--- start Quoted text ---
Wednesday, July 20, 2011

To my baby boy on his 1st Birthday

You would think I would know exactly what to say about you and your future, but the truth is, I don't even know where to begin. I can't describe what it was like to hear you cry for the first time, I can't explain how tired I was the first few months, I can't describe what it feels like to be your mom, and I can't describe how much I love you. Holt Cannon you are nothing short of a blessing in my life. You have only been here for a year and I cannot remember my life without you. How did it used to feel to wake up in the morning and not rush down the hall to see your bedhead and smiling face? How did it used to feel to go to bed without going into your room and checking to make sure you are breathing? (Yes, I still do this and I don't see it stopping anytime soon). When I say "Mommy loves you" before you go to bed each night, that doesn't even begin to describe what my heart feels for you, son.

I feel the early days, your newborn days slipping away. The memories fade so quickly, but not as quickly as you are growing. It's hard to picture you back then when I know you now. For as long as I can remember you have had more energy than anyone I have ever seen. Even when you are still, you are moving. You are wiggling your feet or rolling your hands, you just want to move constantly. Just like in my belly. The doctor said I should feel at least 10 movements an hour, you were more like 10 movements a minute. Daddy says this is a sure sign you will be an athlete, you have too much built up energy not too.

Daddy and I were looking at some pictures of me when I was pregnant with you and he said, "How can you even say you enjoyed this? You look so uncomfortable." I didn't think for a second about my response and I told him "Because it was just me and Holt, he was all mine." Luckily for other people, I get to share you now. Your personality is bigger than you are and everyone that meets you says you are the funniest, sweetest, orneriest little thing. You have the sweetest smile, but this silly laugh to go with it that says "I may be cute, but I am up to something." Strangers tell you how friendly you are. And although you are mistaken for a girl more often than a boy, everyone agrees you are the most handsome little guy. The first thing anyone says when they meet you is, "Those blue eyes!" It's impossible to look at you and not smile. You make my heart smile.
--- end Quoted text ---
--- start Data listing ---
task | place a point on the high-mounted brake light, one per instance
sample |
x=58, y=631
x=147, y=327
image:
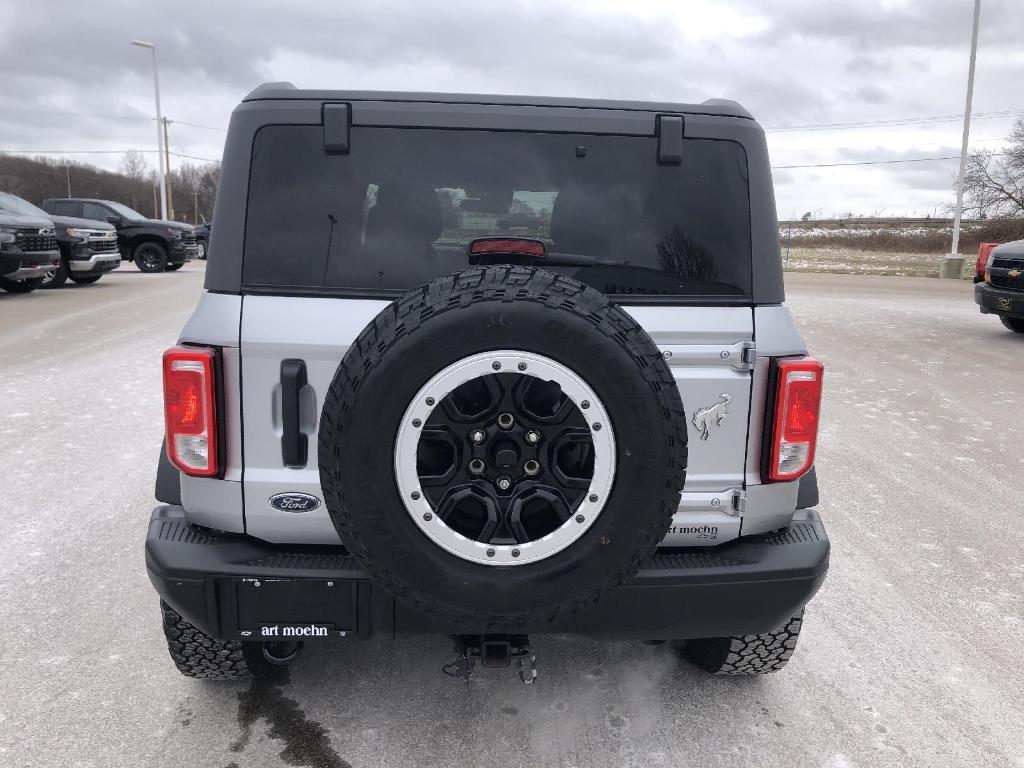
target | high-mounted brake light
x=505, y=247
x=190, y=410
x=795, y=427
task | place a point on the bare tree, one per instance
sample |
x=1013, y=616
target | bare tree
x=135, y=167
x=993, y=182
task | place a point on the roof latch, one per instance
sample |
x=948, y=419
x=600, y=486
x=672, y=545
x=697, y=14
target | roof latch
x=670, y=139
x=336, y=122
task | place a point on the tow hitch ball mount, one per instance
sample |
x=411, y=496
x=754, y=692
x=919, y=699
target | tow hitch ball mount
x=494, y=651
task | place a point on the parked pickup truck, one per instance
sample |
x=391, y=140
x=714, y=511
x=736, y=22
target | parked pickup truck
x=155, y=245
x=401, y=409
x=28, y=245
x=1000, y=290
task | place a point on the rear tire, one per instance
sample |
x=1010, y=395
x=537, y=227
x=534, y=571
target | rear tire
x=19, y=286
x=56, y=278
x=151, y=257
x=199, y=655
x=747, y=654
x=1014, y=324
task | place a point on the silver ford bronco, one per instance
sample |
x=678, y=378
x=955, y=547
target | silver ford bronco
x=488, y=367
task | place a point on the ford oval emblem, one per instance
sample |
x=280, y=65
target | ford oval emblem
x=294, y=502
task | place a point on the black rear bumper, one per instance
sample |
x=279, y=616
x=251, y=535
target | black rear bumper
x=1003, y=301
x=237, y=587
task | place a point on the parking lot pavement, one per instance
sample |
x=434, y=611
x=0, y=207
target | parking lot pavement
x=911, y=653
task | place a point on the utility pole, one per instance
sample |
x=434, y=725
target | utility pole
x=160, y=133
x=167, y=161
x=952, y=265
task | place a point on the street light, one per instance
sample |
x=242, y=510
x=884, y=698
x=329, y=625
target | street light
x=952, y=265
x=160, y=137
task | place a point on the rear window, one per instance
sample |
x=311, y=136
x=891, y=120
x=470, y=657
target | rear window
x=403, y=206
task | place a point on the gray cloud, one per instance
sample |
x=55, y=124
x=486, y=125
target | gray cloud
x=791, y=62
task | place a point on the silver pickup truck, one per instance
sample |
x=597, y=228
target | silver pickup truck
x=488, y=367
x=28, y=245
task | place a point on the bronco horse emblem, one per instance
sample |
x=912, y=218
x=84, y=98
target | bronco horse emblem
x=706, y=418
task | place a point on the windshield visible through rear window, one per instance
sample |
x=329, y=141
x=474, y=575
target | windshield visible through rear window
x=403, y=206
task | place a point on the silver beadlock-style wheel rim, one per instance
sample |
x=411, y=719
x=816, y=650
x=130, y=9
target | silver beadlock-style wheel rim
x=580, y=423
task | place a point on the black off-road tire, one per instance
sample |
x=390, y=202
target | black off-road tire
x=1014, y=324
x=20, y=286
x=57, y=278
x=480, y=310
x=150, y=257
x=747, y=654
x=197, y=654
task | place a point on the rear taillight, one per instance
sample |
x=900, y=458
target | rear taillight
x=984, y=250
x=795, y=426
x=190, y=410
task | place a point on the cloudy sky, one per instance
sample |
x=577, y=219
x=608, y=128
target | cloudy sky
x=72, y=83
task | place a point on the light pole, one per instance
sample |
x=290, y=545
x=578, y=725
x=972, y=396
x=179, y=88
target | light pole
x=952, y=265
x=160, y=123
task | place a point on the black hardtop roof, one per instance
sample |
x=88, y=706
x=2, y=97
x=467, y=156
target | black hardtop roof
x=286, y=91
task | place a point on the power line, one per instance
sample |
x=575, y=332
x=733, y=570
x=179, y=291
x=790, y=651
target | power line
x=875, y=162
x=200, y=125
x=99, y=152
x=894, y=122
x=69, y=113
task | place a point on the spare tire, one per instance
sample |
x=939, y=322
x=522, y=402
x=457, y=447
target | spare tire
x=502, y=446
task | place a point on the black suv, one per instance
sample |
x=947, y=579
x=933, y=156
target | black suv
x=155, y=245
x=1000, y=290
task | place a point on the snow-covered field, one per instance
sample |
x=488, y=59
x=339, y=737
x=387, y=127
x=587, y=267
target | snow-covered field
x=855, y=261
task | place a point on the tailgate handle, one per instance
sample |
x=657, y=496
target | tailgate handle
x=293, y=441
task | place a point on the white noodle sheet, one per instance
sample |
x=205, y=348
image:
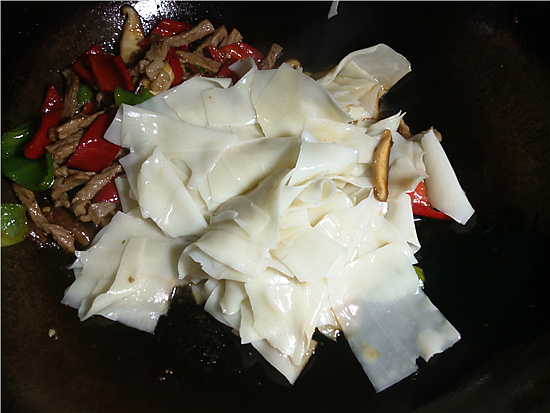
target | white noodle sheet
x=259, y=195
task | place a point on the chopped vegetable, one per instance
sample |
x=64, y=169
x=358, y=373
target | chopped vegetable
x=94, y=152
x=123, y=96
x=14, y=140
x=51, y=111
x=14, y=224
x=34, y=174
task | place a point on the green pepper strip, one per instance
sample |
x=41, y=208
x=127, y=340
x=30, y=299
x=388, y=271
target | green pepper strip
x=14, y=224
x=129, y=98
x=34, y=174
x=14, y=140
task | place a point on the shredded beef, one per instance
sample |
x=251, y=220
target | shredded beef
x=71, y=126
x=83, y=197
x=211, y=66
x=271, y=57
x=195, y=33
x=234, y=37
x=61, y=235
x=61, y=150
x=213, y=40
x=63, y=184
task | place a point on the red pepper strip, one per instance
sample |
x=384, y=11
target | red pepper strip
x=108, y=193
x=94, y=152
x=421, y=206
x=225, y=71
x=51, y=101
x=80, y=65
x=216, y=54
x=167, y=27
x=175, y=64
x=51, y=110
x=241, y=51
x=107, y=73
x=87, y=108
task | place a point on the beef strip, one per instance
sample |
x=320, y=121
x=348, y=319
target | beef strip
x=211, y=66
x=73, y=125
x=271, y=57
x=70, y=102
x=234, y=37
x=82, y=232
x=213, y=40
x=83, y=197
x=100, y=213
x=61, y=235
x=63, y=184
x=195, y=33
x=61, y=150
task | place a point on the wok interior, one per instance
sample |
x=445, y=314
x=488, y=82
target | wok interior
x=480, y=76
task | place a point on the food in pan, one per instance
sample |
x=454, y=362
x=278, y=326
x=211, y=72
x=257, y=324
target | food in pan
x=282, y=201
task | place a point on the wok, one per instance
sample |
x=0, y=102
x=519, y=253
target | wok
x=480, y=76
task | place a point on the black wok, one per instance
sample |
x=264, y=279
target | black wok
x=480, y=76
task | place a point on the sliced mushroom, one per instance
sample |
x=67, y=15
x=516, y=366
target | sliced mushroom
x=380, y=166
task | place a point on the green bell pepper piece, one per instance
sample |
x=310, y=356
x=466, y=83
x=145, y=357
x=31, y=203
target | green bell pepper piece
x=123, y=96
x=34, y=174
x=14, y=224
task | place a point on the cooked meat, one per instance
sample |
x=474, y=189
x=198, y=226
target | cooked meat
x=195, y=33
x=63, y=184
x=100, y=213
x=211, y=66
x=82, y=232
x=70, y=103
x=271, y=57
x=74, y=124
x=234, y=37
x=62, y=236
x=61, y=150
x=83, y=197
x=213, y=40
x=139, y=68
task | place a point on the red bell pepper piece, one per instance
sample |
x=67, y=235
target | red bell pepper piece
x=107, y=72
x=421, y=206
x=241, y=51
x=225, y=71
x=94, y=152
x=80, y=66
x=108, y=193
x=217, y=55
x=51, y=110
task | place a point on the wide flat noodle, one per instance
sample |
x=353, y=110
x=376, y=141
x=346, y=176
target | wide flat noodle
--- end Data listing ---
## Task A
List the rows as a numbered list, from the line with "task | place a point on the black off-road" up to and including the line with "x=160, y=123", leaving out any blank lines.
## Task B
Continue the first-birthday letter to the baby boy from where it stops.

## Written response A
1. task | place a point on the black off-road tire, one per instance
2. sample |
3. x=390, y=202
4. target | black off-road tire
5. x=1014, y=324
6. x=20, y=286
7. x=57, y=278
8. x=480, y=310
9. x=150, y=257
10. x=747, y=654
11. x=197, y=654
12. task | place a point on the rear taillight, one per instance
13. sample |
14. x=900, y=458
15. target | rear taillight
16. x=984, y=250
17. x=795, y=426
18. x=190, y=410
19. task | place a point on the cloudy sky, one per instance
20. sample |
21. x=577, y=219
22. x=608, y=128
23. target | cloudy sky
24. x=72, y=83
25. task | place a point on the light pole, one per instance
26. sample |
27. x=290, y=545
28. x=578, y=725
29. x=972, y=396
30. x=179, y=88
31. target | light pole
32. x=952, y=265
33. x=160, y=123

## Written response B
You lay your head on my shoulder and sigh out of no where, to me that means you love me but can't tell me yet. You wrap your legs around me really tight when I pick you up or you don't want me to put you down, to me that means you trust me. You kiss my cheek with the wettest slobbery kisses, to me that means you think I'm pretty (and apparently don't need makeup since you lick it off). You yell or point and smile at me all at once, that means you need me. You can do all of these things now, but in the very beginning, you just looked at me and it meant all of that. You loved me, you trusted me, you needed me. When I was ready hold you after you were born, I said "Hi Holt, it's Mommy." But you already knew that. You were less than an hour old and you looked right at me with a look that said, "I know Mommy." That look changed my life. You changed my life.

You are my best little buddy and watching you grow has been my greatest reward in life so far. I can't wait until you walk alongside me holding my hand or we practice baseball in the backyard (Shhh, don't tell Daddy. He will think I'm ruining your skills). With the first year behind us, we have so much ahead. And all too soon, you will be running away from me to school, to a date, to college...it will all be too soon.

I know you will be something great in life. You don't do a single thing until you know you can do it well and give it 100%. You like to figure things out. You like recognition. You like people. You know how to make people laugh. You know how to love.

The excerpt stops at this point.